| Page text |
Tuesday, March 01, 2005

TO DATE OR NOT TO DATE

Jude, Michael and I spent the wee hours of this morning discussing the dating phenomenon. Here are some conclusions that I made from the debate:

  1. "Dating" is, in effect both culturally American and cosmopolitan. It is neither part of British national or regional culture, and therefore all discussion herein is probably obsolete. UNLESS any of us do move to London (or better still, New York) and live an executive "Sex and the City" lifestyle, in which case we will helpfully find ourselves highly opinionated on this topic.
  2. Being highly opinionated on the topic of "dating", or relationships come to think of it, does in no way help you in the field of "dating" or relationships.
    Having an opinion on the rest of the world's "dating"/relationship problems does, however, allow you to feel comforted/superior about the fact that you are neither "dating" nor in a relationship.
  3. All Singletons that live in areas that fall under the '2005-As-Specified-by-Kate-Legalized-Dating-Zones' (i.e. the entirity of North America and big cosmopolitan cities outside the US like London), must follow the codes and practices of the Dating Zones to ensure effective non-verbal communication with the opposite sex- For example: Expect that a "date" means very little (as Jude pointed out this will only be a struggle for girls) - it may not lead to a second date and does not mean that a guy is definately interested in "going out" long-term. All parties have the right to suspend all communication with "date" after said "date" for any unspecicified reason with little or no explanation at any time.

| Records of labeled points |
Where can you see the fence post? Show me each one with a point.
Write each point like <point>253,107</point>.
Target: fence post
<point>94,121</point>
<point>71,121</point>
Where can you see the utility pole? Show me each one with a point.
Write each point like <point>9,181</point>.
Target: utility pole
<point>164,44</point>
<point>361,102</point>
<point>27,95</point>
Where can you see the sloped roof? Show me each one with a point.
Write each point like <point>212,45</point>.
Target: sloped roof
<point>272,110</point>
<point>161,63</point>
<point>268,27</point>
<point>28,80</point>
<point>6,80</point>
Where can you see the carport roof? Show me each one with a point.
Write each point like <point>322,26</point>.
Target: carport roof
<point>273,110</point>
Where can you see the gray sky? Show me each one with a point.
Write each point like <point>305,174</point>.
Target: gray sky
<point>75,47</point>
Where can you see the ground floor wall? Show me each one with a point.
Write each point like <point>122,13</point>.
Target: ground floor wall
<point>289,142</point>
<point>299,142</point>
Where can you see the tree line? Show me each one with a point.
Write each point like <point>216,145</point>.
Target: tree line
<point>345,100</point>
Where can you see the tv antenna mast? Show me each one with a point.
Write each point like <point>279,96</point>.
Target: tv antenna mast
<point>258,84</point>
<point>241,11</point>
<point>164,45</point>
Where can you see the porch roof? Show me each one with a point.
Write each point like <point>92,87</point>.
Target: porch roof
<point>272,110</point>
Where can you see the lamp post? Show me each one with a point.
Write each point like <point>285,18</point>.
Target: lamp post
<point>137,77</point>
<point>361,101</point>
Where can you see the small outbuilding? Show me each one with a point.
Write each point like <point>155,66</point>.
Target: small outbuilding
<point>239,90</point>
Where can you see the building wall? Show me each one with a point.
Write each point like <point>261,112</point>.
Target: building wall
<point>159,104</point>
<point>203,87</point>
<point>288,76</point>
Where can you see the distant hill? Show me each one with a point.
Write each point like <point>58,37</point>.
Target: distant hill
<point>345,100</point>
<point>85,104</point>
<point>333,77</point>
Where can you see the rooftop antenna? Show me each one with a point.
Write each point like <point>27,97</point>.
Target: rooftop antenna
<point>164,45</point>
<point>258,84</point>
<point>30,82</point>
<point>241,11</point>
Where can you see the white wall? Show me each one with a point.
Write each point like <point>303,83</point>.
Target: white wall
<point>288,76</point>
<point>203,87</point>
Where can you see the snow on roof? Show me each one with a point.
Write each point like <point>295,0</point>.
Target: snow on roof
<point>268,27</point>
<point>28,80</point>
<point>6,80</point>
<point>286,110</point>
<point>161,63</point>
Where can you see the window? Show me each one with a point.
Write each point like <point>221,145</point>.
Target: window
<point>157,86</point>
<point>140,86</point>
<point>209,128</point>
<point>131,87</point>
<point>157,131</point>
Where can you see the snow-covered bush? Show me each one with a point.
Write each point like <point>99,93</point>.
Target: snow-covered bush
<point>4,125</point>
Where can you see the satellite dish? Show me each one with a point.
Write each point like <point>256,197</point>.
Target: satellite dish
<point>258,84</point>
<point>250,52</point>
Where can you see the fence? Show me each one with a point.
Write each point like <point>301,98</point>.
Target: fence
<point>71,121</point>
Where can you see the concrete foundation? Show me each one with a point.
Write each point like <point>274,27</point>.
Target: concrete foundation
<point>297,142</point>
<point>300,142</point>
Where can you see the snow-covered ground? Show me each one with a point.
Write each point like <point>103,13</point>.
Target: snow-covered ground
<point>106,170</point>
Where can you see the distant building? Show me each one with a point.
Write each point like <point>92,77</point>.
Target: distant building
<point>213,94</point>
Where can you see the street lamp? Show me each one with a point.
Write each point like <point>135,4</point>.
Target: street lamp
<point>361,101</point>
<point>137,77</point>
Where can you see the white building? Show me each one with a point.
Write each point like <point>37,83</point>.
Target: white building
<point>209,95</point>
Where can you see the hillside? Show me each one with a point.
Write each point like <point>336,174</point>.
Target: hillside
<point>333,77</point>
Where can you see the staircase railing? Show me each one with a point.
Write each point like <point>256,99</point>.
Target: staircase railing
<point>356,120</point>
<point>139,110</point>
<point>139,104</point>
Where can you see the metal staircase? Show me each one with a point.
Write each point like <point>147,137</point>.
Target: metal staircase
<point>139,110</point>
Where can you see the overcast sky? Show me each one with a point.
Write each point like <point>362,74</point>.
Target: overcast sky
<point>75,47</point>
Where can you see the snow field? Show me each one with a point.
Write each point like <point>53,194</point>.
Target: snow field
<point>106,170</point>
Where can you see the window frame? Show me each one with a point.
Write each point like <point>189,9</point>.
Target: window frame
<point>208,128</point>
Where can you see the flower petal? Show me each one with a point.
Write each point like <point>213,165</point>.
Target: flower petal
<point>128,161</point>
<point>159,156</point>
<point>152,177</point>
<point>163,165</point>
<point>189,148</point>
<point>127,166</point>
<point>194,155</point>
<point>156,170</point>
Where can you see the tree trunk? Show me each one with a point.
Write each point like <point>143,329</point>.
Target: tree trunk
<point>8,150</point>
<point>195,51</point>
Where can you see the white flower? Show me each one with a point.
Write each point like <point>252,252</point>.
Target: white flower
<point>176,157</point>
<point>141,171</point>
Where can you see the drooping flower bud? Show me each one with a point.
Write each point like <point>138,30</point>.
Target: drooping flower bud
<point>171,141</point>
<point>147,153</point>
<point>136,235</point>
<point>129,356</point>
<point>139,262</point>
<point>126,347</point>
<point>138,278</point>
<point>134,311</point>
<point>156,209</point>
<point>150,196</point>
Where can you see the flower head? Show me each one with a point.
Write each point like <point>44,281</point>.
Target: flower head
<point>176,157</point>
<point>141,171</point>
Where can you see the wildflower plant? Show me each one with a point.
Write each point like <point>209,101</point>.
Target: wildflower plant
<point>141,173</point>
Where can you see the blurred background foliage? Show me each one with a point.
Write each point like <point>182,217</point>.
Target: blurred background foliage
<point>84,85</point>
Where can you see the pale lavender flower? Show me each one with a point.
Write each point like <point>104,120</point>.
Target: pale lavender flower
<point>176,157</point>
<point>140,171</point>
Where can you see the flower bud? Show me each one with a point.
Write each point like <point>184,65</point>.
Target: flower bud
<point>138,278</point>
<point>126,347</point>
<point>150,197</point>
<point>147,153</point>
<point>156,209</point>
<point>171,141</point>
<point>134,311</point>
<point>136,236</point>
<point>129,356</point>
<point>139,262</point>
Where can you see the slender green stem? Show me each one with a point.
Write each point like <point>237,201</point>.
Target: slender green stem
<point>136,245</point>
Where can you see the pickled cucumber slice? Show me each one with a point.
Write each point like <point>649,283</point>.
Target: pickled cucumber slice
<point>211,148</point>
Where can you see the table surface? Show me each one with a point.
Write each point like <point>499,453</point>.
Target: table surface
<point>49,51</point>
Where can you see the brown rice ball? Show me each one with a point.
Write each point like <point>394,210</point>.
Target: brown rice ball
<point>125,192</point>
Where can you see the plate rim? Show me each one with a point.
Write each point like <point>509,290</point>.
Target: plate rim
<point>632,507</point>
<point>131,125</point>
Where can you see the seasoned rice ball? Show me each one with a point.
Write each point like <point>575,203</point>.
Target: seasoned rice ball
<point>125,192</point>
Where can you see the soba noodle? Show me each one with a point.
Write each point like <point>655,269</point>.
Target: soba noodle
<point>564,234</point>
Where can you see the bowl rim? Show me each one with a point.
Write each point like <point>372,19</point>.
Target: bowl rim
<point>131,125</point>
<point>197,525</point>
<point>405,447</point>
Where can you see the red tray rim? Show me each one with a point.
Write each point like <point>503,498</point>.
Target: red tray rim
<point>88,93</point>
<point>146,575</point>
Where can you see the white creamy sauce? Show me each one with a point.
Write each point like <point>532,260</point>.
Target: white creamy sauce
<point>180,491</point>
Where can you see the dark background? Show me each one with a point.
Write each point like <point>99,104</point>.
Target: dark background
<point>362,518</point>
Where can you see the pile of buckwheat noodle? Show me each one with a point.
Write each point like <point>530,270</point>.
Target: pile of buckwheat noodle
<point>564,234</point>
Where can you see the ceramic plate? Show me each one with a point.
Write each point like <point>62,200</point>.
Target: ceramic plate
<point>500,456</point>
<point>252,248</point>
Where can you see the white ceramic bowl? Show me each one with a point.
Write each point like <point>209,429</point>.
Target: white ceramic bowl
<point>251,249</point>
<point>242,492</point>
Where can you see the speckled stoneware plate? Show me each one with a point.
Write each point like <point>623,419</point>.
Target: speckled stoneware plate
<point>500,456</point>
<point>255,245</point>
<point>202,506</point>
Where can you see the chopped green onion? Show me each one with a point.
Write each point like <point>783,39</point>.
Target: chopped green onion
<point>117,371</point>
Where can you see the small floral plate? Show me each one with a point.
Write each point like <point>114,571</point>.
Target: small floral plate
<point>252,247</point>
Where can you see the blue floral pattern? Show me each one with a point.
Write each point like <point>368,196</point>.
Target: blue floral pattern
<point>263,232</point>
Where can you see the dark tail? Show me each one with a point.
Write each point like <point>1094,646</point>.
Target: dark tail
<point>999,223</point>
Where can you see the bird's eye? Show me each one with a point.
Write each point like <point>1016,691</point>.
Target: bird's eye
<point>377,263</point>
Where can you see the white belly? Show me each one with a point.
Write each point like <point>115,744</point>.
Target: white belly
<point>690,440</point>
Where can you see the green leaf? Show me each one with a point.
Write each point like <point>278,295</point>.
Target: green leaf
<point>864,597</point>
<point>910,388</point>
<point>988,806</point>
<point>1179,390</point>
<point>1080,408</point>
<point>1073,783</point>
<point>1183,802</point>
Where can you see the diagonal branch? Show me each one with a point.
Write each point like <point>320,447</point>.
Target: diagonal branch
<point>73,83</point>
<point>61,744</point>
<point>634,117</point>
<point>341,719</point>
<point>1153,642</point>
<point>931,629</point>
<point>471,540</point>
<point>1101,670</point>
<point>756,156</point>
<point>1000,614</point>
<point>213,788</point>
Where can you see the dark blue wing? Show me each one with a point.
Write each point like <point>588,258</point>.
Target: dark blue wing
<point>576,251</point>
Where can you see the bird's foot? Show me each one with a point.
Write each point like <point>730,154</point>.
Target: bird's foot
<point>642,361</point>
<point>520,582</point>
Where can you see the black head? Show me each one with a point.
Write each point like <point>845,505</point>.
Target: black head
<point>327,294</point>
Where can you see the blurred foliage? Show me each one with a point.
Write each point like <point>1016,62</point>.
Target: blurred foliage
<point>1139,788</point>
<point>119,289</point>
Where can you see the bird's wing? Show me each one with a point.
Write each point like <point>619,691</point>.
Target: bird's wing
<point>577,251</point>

| Requests |
1: In the dating post, why does the writer consider the whole discussion probably obsolete?
2: Quote the dating post from "Having an opinion" up to and including "in a relationship.".

| The results |
1: The writer considers it probably obsolete because "dating" is both culturally American and cosmopolitan. It is not part of British national or regional culture.

2:
Having an opinion on the rest of the world's "dating"/relationship problems does, however, allow you to feel comforted/superior about the fact that you are neither "dating" nor in a relationship.